» Given passage:
►
Housing should not be a business, exploiting people’s need for a roof over their heads. This is why, despite what Conor says, the words “landlord” and “eviction” have exactly the same meaning as they did in the bad old days of landlordism.
The housing crisis of today is no different from the time of my grandparents in the 1930s when they were rehoused by Dublin Corporation from a slum in Lime Street to “the flats” in Townsend Street — Markievicz House, to be precise.
Many’s the time when I was growing up they reminded me of the sheer joy of having two bedrooms, a living room, a kitchen — and most joyous of all, their very own toilet.
The corporation then went one better by building three-bed houses in estates in Ballyfermot, Cabra, Finglas and Coolock.
Surely that situation should be replicated by every council?
Peter Pallas, Bantry, Co Cork
When the ‘three Fs’ inspired a revolution
Sir — Conor Skehan asks about the emotional impact of words “landlord” and “eviction”.
Well, they’ve been provocative to the Irish psyche ever since the land campaign by Michael Davitt and the Irish National Land League to abolish landlordism and protect the rights of Irish tenant farmers.
The three Fs — free sale, fixed tenure and fair rent — were demands made by the Land League. Free sale meant a tenant could sell the interest in a holding to an incoming tenant. Fixed tenure meant a tenant could not be evicted if they paid the rent. Fair rent meant rent control by Irish land courts — not absentee landlords.
◄
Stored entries
►
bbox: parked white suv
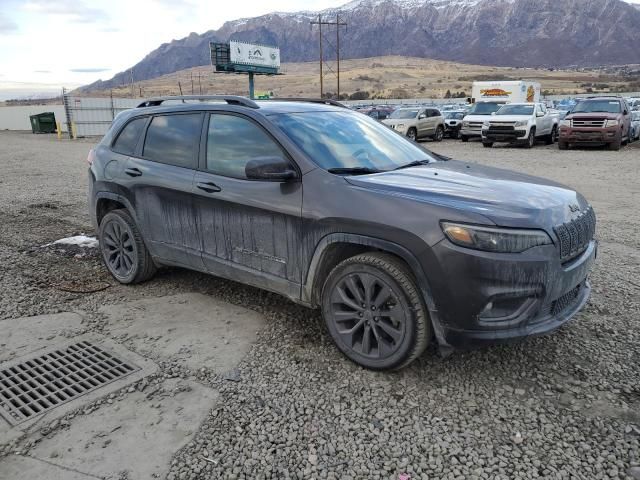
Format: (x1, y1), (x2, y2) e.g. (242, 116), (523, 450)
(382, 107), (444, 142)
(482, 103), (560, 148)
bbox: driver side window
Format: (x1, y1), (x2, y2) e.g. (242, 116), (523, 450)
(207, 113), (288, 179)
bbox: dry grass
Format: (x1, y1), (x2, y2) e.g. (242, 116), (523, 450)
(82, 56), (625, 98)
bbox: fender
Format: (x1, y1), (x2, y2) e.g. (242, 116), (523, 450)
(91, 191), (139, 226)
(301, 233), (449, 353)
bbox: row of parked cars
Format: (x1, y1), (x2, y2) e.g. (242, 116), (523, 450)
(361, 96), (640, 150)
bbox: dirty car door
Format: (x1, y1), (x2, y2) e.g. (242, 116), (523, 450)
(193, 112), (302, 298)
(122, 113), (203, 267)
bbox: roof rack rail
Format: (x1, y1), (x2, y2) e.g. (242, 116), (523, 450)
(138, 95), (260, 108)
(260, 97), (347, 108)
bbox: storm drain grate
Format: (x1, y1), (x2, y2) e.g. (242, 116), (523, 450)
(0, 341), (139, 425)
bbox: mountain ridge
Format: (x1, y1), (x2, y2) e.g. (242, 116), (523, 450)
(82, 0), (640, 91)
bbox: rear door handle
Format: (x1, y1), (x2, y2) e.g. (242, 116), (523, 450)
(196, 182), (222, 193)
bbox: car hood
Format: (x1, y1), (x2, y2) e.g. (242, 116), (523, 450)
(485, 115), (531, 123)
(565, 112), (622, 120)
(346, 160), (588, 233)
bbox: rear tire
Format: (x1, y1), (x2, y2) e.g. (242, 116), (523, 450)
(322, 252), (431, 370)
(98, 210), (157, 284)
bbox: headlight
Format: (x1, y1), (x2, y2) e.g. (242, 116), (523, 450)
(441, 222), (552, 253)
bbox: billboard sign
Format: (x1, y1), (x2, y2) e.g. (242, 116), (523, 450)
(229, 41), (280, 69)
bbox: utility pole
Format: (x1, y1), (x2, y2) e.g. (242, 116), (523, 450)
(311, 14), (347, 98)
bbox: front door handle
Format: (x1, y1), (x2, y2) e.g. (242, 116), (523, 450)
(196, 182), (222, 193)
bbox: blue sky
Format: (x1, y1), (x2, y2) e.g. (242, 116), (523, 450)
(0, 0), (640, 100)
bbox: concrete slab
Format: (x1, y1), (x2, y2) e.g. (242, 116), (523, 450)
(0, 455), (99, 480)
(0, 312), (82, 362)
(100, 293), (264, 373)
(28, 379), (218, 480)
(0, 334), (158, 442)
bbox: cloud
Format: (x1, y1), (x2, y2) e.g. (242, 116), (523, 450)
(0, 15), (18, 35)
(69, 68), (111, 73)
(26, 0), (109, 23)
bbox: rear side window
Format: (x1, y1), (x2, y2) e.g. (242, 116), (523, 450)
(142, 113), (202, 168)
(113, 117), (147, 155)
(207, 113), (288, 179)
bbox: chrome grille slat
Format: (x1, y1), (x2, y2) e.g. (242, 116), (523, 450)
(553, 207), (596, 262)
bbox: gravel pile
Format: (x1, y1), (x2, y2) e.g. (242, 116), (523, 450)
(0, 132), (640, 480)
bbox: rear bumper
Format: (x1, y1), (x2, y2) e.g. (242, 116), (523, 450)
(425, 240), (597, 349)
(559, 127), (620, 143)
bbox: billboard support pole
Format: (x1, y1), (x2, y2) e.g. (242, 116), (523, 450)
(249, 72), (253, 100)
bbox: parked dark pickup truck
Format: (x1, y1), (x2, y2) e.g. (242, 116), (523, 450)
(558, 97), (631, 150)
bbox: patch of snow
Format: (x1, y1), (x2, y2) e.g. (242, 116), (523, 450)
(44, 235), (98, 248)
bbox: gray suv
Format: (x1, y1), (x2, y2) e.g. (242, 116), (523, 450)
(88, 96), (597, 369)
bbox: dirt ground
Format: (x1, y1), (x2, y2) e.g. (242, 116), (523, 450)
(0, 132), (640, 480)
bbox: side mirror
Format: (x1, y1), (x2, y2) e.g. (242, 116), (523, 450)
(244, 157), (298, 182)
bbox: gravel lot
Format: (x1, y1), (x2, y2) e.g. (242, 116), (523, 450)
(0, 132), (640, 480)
◄
►
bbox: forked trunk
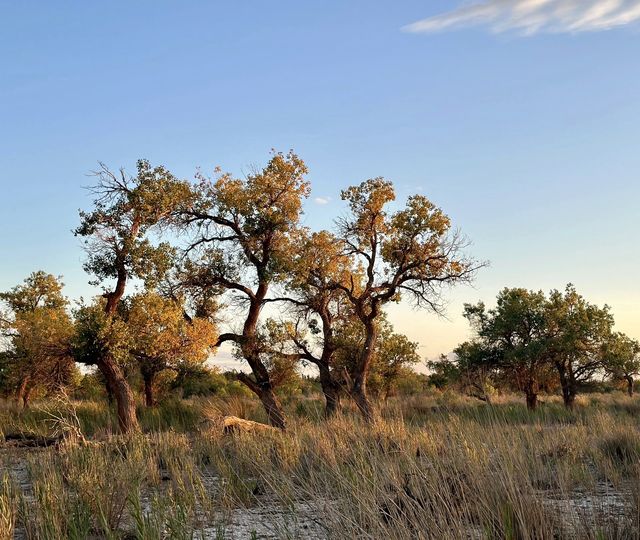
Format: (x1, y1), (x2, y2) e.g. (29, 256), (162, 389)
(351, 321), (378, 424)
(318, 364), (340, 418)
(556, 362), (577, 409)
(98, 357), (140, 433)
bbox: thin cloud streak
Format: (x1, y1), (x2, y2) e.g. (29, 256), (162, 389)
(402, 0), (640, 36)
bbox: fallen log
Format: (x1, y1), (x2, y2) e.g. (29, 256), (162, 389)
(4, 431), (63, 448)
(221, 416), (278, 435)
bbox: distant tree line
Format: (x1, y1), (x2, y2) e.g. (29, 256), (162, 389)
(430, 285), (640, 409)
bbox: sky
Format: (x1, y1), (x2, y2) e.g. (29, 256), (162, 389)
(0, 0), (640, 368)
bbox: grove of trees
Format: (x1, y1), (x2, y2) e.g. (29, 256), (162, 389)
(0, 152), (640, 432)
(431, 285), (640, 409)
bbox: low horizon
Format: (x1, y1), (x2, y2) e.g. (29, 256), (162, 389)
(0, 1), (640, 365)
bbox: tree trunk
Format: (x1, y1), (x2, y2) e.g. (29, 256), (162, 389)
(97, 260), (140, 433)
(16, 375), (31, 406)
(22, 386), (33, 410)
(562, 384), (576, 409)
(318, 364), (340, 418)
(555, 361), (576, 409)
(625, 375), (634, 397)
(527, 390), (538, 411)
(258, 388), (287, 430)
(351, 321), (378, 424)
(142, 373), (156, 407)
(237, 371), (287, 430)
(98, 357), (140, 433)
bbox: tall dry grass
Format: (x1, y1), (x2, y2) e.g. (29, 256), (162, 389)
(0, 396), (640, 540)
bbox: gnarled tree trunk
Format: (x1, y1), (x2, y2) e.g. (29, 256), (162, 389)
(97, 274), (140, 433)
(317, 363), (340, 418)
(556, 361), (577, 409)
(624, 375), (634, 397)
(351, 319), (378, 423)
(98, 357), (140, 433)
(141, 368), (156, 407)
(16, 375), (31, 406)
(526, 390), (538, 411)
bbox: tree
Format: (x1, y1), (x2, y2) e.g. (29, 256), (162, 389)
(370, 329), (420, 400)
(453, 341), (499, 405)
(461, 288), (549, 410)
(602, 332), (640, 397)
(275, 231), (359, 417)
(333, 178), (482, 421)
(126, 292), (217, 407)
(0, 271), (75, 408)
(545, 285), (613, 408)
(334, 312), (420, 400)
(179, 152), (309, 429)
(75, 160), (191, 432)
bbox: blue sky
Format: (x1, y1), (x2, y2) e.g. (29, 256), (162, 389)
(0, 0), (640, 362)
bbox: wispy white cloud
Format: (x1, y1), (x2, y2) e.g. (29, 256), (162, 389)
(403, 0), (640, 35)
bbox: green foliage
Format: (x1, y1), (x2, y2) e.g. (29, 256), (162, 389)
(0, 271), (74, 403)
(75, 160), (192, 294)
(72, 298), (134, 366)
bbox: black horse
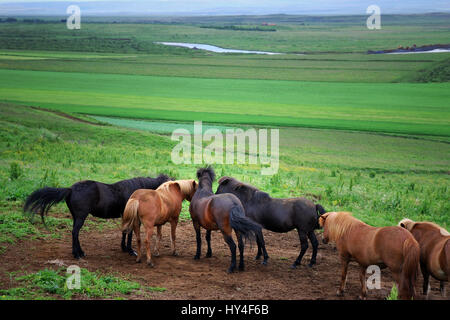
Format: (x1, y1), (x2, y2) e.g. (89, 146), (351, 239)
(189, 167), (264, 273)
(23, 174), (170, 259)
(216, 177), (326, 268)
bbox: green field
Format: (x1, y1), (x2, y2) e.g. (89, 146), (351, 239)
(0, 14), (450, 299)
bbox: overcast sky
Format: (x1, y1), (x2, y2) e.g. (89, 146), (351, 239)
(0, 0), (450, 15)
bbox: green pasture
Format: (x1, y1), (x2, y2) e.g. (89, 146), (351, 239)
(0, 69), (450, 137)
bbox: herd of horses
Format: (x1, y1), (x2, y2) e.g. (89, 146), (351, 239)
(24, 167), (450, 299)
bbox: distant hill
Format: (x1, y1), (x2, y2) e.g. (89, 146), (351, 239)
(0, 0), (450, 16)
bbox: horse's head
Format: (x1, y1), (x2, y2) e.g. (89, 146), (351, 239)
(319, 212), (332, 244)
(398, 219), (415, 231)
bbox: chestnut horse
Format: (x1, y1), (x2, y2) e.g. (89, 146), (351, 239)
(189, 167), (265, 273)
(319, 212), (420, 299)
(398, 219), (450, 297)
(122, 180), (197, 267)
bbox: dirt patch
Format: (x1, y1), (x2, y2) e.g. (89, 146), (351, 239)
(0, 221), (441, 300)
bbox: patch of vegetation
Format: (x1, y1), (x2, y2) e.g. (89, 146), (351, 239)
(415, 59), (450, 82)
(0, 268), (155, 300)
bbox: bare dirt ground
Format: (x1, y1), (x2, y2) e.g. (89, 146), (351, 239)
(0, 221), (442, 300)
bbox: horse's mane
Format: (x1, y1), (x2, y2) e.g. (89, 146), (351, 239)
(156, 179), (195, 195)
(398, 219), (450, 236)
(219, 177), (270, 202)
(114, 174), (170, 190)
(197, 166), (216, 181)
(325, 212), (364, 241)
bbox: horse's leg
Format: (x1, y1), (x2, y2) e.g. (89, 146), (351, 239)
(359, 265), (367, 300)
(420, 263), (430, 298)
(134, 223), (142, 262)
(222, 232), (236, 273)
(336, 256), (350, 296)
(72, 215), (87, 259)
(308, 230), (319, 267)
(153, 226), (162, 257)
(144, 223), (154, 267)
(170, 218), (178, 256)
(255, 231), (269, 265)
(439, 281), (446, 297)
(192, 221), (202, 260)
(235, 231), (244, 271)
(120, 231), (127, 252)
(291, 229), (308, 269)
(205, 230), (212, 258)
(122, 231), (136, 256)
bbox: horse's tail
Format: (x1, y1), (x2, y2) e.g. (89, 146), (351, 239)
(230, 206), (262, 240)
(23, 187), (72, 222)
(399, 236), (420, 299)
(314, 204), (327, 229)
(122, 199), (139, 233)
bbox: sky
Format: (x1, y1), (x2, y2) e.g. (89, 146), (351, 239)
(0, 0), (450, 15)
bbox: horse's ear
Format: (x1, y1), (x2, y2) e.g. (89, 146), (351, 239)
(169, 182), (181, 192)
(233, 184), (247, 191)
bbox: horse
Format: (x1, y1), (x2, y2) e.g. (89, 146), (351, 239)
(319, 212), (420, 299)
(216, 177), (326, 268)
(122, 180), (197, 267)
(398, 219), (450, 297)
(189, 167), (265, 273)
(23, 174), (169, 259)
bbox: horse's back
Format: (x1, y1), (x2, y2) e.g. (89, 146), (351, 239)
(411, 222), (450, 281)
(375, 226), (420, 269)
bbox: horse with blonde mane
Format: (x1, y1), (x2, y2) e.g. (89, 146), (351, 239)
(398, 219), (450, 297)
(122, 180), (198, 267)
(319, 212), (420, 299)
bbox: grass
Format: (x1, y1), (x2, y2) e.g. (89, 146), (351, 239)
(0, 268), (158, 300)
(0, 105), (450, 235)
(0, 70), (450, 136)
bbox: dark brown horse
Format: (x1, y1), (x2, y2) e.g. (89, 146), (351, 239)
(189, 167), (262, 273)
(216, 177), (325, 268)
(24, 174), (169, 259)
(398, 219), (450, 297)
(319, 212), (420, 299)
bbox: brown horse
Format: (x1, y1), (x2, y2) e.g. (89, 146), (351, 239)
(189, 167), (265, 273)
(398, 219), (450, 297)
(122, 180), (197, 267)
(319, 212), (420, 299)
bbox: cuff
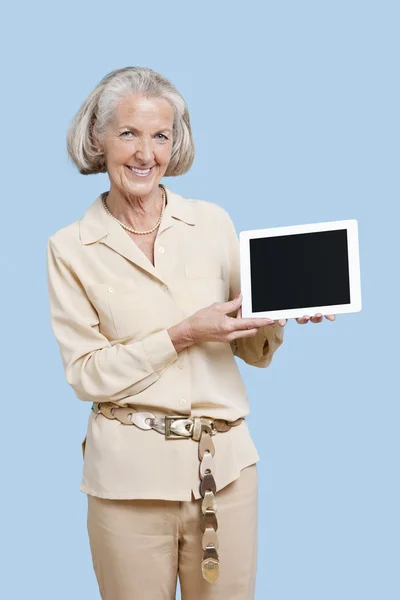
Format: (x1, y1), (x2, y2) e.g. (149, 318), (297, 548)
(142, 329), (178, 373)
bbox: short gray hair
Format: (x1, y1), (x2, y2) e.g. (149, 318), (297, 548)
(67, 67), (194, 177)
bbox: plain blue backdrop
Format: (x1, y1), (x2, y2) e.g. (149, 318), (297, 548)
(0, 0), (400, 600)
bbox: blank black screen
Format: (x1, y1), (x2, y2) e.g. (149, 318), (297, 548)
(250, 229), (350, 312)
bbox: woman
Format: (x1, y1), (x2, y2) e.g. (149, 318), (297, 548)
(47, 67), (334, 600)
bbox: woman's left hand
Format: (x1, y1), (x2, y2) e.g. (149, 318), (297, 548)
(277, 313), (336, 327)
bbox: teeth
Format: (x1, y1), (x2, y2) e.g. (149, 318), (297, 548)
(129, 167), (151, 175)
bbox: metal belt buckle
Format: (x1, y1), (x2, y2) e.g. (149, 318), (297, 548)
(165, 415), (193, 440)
◄
►
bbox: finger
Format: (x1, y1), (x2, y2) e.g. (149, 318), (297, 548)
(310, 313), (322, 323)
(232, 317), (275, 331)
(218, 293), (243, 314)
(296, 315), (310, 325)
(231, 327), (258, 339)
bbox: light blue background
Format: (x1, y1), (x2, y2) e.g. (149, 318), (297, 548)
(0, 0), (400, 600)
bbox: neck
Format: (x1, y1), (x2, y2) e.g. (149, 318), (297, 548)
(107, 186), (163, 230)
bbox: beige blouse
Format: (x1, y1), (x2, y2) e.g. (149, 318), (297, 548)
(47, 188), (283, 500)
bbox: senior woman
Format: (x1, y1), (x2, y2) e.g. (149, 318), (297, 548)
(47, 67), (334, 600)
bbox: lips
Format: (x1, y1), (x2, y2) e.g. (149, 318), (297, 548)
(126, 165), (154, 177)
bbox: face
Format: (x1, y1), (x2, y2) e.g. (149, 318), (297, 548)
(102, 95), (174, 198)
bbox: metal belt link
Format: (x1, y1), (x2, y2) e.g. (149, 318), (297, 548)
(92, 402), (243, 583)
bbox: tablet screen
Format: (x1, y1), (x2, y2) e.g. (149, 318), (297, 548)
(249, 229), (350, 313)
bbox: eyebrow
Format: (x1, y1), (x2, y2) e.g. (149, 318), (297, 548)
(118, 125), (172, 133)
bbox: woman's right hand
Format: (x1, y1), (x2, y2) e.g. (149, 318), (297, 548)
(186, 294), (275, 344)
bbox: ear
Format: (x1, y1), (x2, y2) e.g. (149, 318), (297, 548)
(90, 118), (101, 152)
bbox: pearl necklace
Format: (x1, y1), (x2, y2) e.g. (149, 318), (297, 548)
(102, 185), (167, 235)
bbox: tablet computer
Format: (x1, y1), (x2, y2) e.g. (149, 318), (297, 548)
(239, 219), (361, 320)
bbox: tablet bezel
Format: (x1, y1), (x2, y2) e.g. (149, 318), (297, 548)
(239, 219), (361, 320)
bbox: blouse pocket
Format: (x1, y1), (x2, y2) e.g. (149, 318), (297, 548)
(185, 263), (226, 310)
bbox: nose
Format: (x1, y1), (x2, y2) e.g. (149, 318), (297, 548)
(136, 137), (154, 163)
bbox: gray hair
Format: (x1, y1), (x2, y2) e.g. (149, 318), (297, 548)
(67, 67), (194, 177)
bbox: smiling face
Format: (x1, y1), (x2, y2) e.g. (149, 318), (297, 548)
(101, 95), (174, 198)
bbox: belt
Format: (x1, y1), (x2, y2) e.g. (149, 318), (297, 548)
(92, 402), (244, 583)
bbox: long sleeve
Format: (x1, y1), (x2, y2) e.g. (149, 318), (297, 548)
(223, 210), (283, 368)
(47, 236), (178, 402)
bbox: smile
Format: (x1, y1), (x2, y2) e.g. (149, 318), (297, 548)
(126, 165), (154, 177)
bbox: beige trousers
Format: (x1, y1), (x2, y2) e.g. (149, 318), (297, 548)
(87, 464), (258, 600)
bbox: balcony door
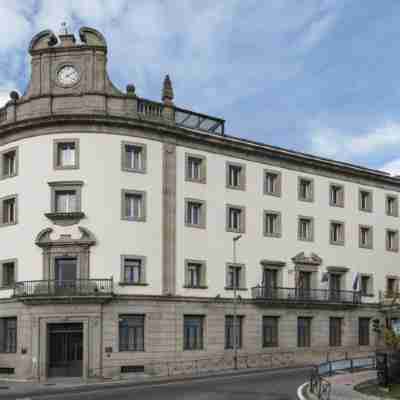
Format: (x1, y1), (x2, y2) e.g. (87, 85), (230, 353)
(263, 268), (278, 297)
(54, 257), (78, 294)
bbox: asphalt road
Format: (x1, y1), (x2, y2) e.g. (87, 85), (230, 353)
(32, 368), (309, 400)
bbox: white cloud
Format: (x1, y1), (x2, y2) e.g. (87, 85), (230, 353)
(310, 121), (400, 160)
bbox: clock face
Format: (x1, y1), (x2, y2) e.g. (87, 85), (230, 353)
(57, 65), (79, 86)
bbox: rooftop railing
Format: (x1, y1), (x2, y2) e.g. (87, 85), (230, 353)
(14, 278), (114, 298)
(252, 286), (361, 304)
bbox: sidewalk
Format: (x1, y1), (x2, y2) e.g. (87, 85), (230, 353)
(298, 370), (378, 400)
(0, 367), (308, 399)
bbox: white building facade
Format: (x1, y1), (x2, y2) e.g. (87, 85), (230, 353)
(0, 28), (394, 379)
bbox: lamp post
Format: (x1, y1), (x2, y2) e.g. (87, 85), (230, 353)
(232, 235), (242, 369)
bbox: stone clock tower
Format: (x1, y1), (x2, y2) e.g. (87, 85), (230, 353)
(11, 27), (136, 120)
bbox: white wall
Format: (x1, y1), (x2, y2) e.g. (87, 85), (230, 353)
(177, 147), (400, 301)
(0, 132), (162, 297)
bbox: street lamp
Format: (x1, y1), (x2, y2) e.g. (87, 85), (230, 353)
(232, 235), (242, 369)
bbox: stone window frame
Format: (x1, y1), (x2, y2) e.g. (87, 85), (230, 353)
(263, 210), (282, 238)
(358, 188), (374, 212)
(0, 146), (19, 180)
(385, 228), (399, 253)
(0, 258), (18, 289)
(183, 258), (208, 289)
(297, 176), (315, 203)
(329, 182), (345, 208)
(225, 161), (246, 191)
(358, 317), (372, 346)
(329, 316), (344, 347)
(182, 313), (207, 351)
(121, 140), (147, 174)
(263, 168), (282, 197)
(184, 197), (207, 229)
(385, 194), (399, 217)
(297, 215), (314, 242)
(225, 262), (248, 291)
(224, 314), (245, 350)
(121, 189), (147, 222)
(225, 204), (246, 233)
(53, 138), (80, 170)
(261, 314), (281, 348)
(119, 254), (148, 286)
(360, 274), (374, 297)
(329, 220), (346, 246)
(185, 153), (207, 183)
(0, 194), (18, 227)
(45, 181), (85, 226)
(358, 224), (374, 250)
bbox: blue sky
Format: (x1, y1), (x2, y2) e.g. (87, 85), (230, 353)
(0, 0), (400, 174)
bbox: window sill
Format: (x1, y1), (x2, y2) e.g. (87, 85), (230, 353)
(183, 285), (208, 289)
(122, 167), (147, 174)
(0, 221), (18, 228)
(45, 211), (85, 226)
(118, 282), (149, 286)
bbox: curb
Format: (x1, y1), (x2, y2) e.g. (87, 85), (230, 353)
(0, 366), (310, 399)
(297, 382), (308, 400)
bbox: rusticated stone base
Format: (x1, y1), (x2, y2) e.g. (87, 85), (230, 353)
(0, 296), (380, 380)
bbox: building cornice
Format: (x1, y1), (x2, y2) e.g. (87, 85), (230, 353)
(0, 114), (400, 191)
◄
» Study questions:
1 – Can you answer these about the housing letters?
(a) Where were the grandparents rehoused from?
(b) What did "fixed tenure" mean?
(c) In which estates did the corporation build three-bed houses?
2 – Could you rewrite the housing letters between "Housing should not" and "by every council?", inclusive, substituting "four-bed" for "three-bed"?
Answer from the housing letters only, not from the stored entries.

» Responses by task:
1 –
(a) A slum in Lime Street.
(b) A tenant could not be evicted if they paid the rent.
(c) Ballyfermot, Cabra, Finglas and Coolock.

2 –
Housing should not be a business, exploiting people’s need for a roof over their heads. This is why, despite what Conor says, the words “landlord” and “eviction” have exactly the same meaning as they did in the bad old days of landlordism.
The housing crisis of today is no different from the time of my grandparents in the 1930s when they were rehoused by Dublin Corporation from a slum in Lime Street to “the flats” in Townsend Street — Markievicz House, to be precise.
Many’s the time when I was growing up they reminded me of the sheer joy of having two bedrooms, a living room, a kitchen — and most joyous of all, their very own toilet.
The corporation then went one better by building four-bed houses in estates in Ballyfermot, Cabra, Finglas and Coolock.
Surely that situation should be replicated by every council?